Extrait –
======
Ma vie de ténor au Festival Off d'Avignon
Ce spectacle est une adaptation de la Sixième soirée, extrait du recueil de nouvelles de Berlioz, Les Soirées de l’orchestre (1852). Le texte original décrit une carrière (a)typique d’un ténor avec une touche d’ironie et de satire. Jean-François Novelli, grâce à ses talents de comédien, s’approprie ce personnage fictif et raconte sa vie à la première personne, avec la passion et la conviction de se croire le meilleur, tout en jouant sur les innombrables clichés associés aux ténors dans le monde de l’opéra (attention les chevilles). Tout au long du spectacle, la caricature du ténor vaniteux et prétentieux, qui se pavane et regarde les autres de haut, prend forme, avec beaucoup d’humour et de charme. Heureusement, il ne chante pas l’air de Don José (il n’aurait pas eu besoin de Carmen pour lui jeter des fleurs).
Le spectacle débute avec la pianiste jouant seule, attendant l’arrivée du ténor, qui commence par jouer de la flûte à bec, légèrement faux cependant. Ces fausses notes le poussent à reposer sa flûte et à raconter l’histoire de sa brillante carrière. Évidemment, il mentionne que c'est un certain Lucien Pavarotti, tombé sous le charme de sa voix exceptionnelle, qui l'a initié au monde de la musique. Il a parcouru le monde, étant admiré et applaudi sur les plus grandes scènes ! Il était pratiquement un dieu, côtoyant les élites de l’Opéra de Paris ! il était au sommet… Cependant, la voix humaine est fragile et, tôt ou tard, cet instrument ne tient plus. Comme la pianiste le lui rappelle à la fin du spectacle, il faut savoir s’arrêter à temps ! Jean-François Novelli réfléchit alors sur la fragilité de la voix et la carrière éphémère des chanteurs.
======
Bloc de données –
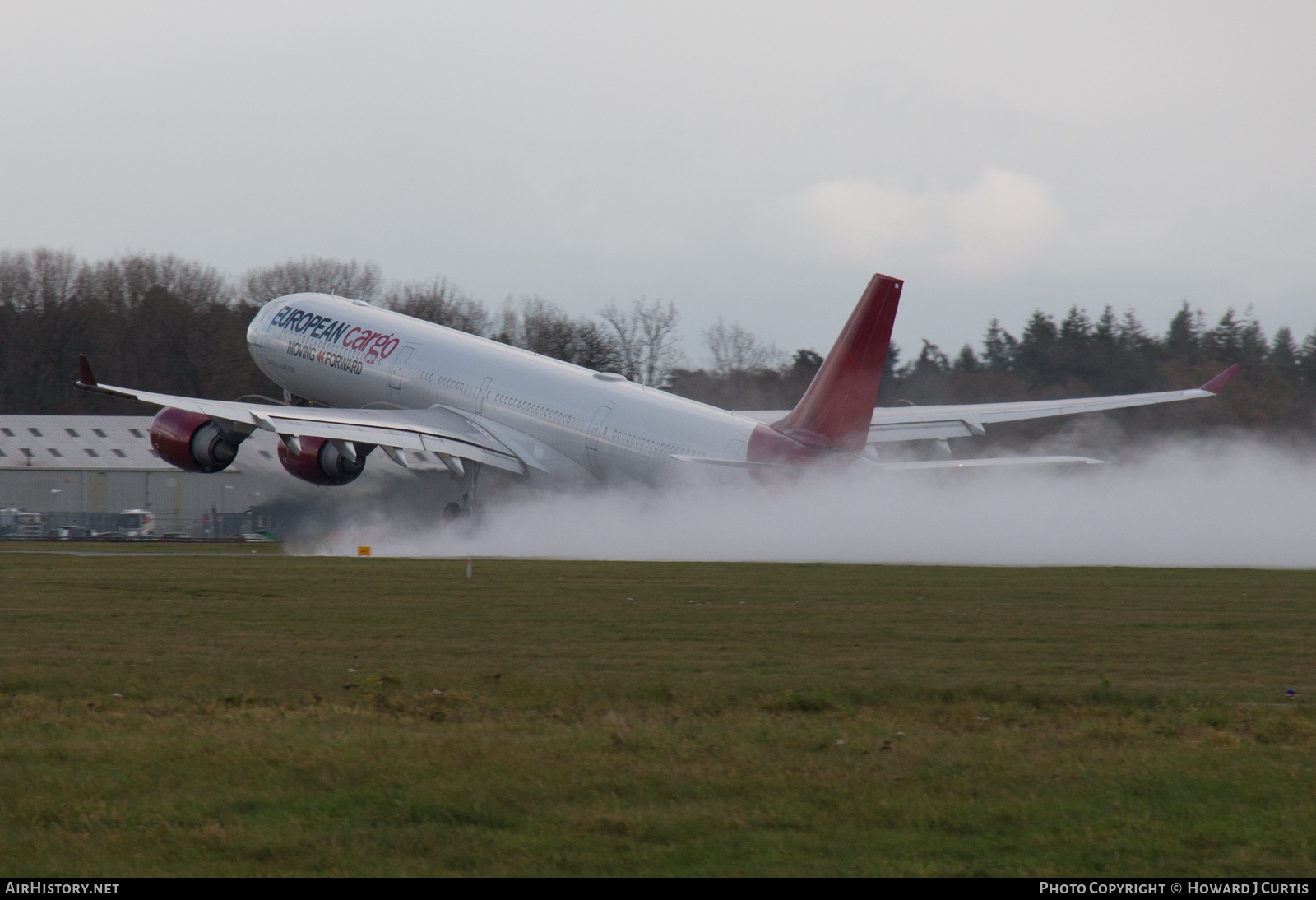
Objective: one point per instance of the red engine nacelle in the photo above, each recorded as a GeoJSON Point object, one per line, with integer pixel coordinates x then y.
{"type": "Point", "coordinates": [192, 441]}
{"type": "Point", "coordinates": [322, 462]}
======
Poursuivez l'extrait sur le spectacle « Ma vie de ténor » à partir de sa dernière phrase.

Réponse –
Coquet, Jean-François Novelli change souvent de costume, évoquant les différents rôles de sa carrière. Il apparaît ainsi sur scène en patins à roulettes, en pantalon noir en cuir ou avec une perruque et des talons ! La pianiste japonaise Lucie Moulis l'accompagne, reste attentive à ses moindres gestes, échangeant avec lui et prenant parfois la parole, même en anglais. La voix ronde, perçante et bien canalisée du chanteur lui permet d'interpréter une variété de morceaux, allant des chansons napolitaines comme Santa Lucia (Teodoro Cottrau) et Funiculì funiculà (Luigi Denza) à des airs d’opéra extraits d’Eugène Onéguine (Tchaïkovski) ou La jolie fille de Perth (Bizet), et même du ABBA. Malgré l'acoustique un peu étouffante de la salle, il projette bien sa voix, riche en harmoniques, souvent nasalisée. Ses aigus sont ronds et puissants, bien que parfois légèrement bas et en force, sûrement dû à un voile du palais insuffisamment levé. Son interprétation est très fluide, engagée et très drôle. Le jeu de vanité est adouci par une touche de naïveté (l’empêchant de devenir trop lourde). Jean-François Novelli incarne ainsi un ténor attendrissant et attachant.
Le spectacle se conclut avec « À la voix d’un amant fidèle » (Bizet), chanté volontairement faux, avec un aigu catastrophiquement raté, illustrant le manque d’humilité et de réalisme qui menace la carrière des chanteurs lyriques, et combien la performance vocale est cruciale (combien aussi la carrière peut s’achever brusquement). Après cet aigu raté, la pianiste semble lui suggérer de reprendre la flûte, mais ils finissent par écouter mélancoliquement un enregistrement lui rappelant ses moments de gloire. Le public, touché et ravi, remercie les artistes avec enthousiasme.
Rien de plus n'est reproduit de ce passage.